begin DATA ENTRIES

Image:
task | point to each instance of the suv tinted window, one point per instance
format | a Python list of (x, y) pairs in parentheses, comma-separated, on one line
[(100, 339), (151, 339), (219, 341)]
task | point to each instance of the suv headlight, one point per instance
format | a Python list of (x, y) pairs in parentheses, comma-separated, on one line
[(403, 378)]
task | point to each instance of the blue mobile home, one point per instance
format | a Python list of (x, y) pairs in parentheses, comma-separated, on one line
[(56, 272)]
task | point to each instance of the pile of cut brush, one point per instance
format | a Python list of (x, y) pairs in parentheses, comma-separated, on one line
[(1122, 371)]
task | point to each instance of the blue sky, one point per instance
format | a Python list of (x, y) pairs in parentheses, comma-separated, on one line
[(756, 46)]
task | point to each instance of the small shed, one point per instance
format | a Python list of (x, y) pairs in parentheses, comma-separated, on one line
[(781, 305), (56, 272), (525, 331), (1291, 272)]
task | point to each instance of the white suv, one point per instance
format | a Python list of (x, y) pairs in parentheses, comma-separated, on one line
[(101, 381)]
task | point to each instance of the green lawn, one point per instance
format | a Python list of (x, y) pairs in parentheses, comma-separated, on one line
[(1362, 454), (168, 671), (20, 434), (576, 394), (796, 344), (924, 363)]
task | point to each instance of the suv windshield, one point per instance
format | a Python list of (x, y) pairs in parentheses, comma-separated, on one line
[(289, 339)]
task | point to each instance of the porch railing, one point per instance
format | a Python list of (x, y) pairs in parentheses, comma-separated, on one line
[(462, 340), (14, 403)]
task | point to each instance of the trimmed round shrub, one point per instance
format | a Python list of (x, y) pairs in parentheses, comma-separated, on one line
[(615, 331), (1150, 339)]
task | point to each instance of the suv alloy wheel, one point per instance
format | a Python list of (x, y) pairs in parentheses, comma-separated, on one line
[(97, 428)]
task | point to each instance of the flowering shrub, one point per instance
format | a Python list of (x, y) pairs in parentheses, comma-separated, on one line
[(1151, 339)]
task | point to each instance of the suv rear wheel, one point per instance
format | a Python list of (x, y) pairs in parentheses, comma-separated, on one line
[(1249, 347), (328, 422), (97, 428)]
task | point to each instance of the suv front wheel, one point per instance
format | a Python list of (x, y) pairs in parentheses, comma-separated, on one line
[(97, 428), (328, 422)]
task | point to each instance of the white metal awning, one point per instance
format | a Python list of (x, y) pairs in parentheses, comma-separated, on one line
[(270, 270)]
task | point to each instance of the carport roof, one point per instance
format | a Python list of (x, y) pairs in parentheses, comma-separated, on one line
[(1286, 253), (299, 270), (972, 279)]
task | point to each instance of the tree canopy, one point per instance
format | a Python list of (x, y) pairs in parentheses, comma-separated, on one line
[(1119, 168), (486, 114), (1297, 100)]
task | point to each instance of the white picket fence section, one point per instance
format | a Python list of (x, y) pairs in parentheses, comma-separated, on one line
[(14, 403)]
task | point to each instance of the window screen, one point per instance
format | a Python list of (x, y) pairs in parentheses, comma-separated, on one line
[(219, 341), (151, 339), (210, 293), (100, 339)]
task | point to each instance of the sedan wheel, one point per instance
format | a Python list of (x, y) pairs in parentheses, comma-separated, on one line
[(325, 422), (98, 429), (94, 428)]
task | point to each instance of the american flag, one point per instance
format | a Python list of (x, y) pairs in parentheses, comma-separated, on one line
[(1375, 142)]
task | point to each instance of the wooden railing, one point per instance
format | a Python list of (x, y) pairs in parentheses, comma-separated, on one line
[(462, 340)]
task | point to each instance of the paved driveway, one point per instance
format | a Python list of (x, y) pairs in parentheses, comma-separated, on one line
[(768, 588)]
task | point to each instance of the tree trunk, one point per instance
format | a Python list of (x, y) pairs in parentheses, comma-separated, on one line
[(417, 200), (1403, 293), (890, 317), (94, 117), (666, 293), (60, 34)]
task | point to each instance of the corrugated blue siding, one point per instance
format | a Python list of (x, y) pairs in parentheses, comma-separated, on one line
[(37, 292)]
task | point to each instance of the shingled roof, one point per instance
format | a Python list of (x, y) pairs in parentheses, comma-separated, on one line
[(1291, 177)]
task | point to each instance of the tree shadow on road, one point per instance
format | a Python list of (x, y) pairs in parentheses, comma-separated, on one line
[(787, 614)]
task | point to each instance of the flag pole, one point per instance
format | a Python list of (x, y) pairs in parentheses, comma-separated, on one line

end DATA ENTRIES

## REQUIREMENT
Reproduce every line above without error.

## FINISHED EXERCISE
Image:
task | point to each instance of the suv tinted window, one point per instance
format | a Python list of (x, y) pairs in parentheses, comma-separated, on one line
[(100, 339), (151, 339), (219, 341)]
task | point to each instance of the suv headlight, one point per instance
format | a Python list of (x, y) pairs in parentheses, comma-separated, on one line
[(403, 378)]
task | point to each instance of the blue mobile home, one point per instance
format | a Python list of (x, y) pairs in parentheses, comma-separated, on one line
[(56, 272)]
task | point to each instance of the pile of cut brush, one point per instance
format | a Python list of (x, y) pairs in parentheses, comma-separated, on one line
[(1122, 371)]
task | point to each instance of the blue sky, one point per instance
format | a Python list of (x, y) pairs in parentheses, comma-separated, on one line
[(756, 46)]
task | point to each instance of the small shed, one point per instance
format | a Python list of (x, y) pairs in parentheses, comma-separated, on one line
[(781, 305), (56, 272), (525, 331), (1291, 272)]
task | point to each instance of the white suv, one point per instance
format | a Python list of (x, y) pairs in parentheses, comma-separated, on one line
[(101, 381)]
task | point to each instance of the green lawn, one point per instance
format | a Python list of (x, y) pairs in parentheses, comma-separated, on one line
[(1362, 454), (168, 671), (20, 434), (576, 394), (796, 344), (924, 363)]
task | point to each instance of the suv windshield, one point per instance
format | a Python list of (x, y) pairs in parentheses, comma-separated, on one line
[(289, 339)]
task | point to each instance of the porch railing, one point per instance
format | a Python list of (x, y) pairs in parentheses, comma-separated, on one line
[(462, 340), (14, 403)]
task | point to each instance of the trimmed round shrub, one point per instance
format | a Python list of (x, y) pairs in parentheses, comma-separated, on one line
[(615, 331), (1150, 339)]
task | point to each instance of the suv alloy wheel, one point per instance
format | a Python list of (x, y) pairs in parentheses, comma-separated, on one line
[(97, 428)]
task | point to each instance of the flowering shrub, one point per instance
format | a Python list of (x, y) pairs in parentheses, comma-separated, on one line
[(1151, 339)]
task | point to each instance of the suv rear wheel, one point per instance
format | a Python list of (x, y) pairs in parentheses, comma-separated, on one line
[(1249, 347), (328, 422), (97, 428)]
task | point to each instance of the suv front wheel, one point per instance
format | a Python list of (x, y) pairs in parentheses, comma-separated, on one line
[(97, 428), (328, 422)]
task | point to each instance of the white metal awning, one point per instance
format | a Python list of (x, y) pairs in parentheses, comma-separated, on one line
[(270, 270)]
task | point to each instance of the carport roof, one point per instance
format | a Python list of (x, y) pairs in parentheses, comma-separated, on one line
[(1286, 253), (299, 270), (972, 279)]
task | point to each instance of the tree canopy, one point per instance
format | a Python list of (x, y) pairs in parentheses, comma-separated, on one line
[(1119, 168), (486, 114), (1297, 100)]
task | point to each instance of the white picket fence section, one point per instance
format | a Python list of (x, y) pairs in parentheses, comma-separated, on one line
[(14, 403)]
task | point to each instance of the window screen, one point per instance
format | a Python list of (x, y) pairs in parentheses, comma-separated, on one line
[(219, 341), (151, 339), (210, 293), (100, 339)]
task | point to each instance of the sedan wheel, one point per instance
format | a Python list of (x, y) pairs in parentheses, comma-separated, on one line
[(325, 422), (98, 429), (94, 428)]
task | point to each instance of the american flag, one point per instance
format | a Python list of (x, y) pairs in parentheses, comma-separated, on one line
[(1375, 142)]
task | point to each instance of the wooden railing, one point per instance
format | a Python list of (x, y) pairs in parentheses, comma-separated, on one line
[(462, 340)]
task | point to each instance of the paved driveway, one point per instance
format | a Python list of (x, y) pairs in parentheses, comma-separated, on one line
[(768, 588)]
task | point to each instance of the tree trunk, one point per instance
format | a Python list of (x, y) pairs in parentheses, comma-separated, on one line
[(417, 200), (1403, 293), (890, 317), (94, 117), (666, 293), (60, 34)]
task | point to each instance of the corrugated blue siding, one point per instance
format | a Python list of (x, y) pairs in parentheses, comma-separated, on one line
[(37, 292)]
task | point to each instance of the shingled roof, one point per instance
format | a Python list of (x, y) pairs in parentheses, comma-separated, on one line
[(1291, 177)]
task | point to each instance of the tree shadow on road, one point per instance
format | a Python list of (x, y) pairs in parentheses, comma-separated, on one line
[(787, 614)]
task | point to each instance of the flag pole, one point per instance
format | a Python list of (x, y) pairs in parentheses, comma-separated, on one line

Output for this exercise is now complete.